[Photo object pointing entries]
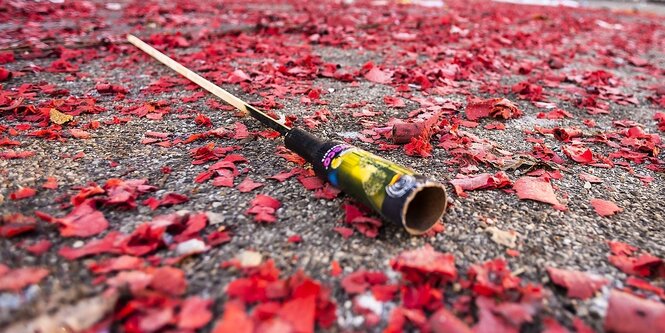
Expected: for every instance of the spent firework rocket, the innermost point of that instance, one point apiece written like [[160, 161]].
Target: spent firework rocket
[[397, 193]]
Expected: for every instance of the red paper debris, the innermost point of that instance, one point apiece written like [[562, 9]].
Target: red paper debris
[[83, 221], [425, 263], [16, 279], [23, 193], [263, 208], [580, 285], [535, 188], [479, 182], [604, 207], [248, 185], [500, 108]]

**Given exercise**
Change "red paper debris" to "torn red paper scraps" in the stretch from the line containing "Expected: for every instance of the red" through the end of the entries, and give those lines again with nothing else altered.

**Written solution**
Expected: for every instance of the torn red paper scraps, the innermost point of that instance, one point apiece written like [[562, 9]].
Target: torn red paper scraps
[[83, 221], [425, 263], [16, 279], [23, 193], [263, 208], [580, 285], [535, 188], [479, 182], [604, 207], [248, 185], [500, 108]]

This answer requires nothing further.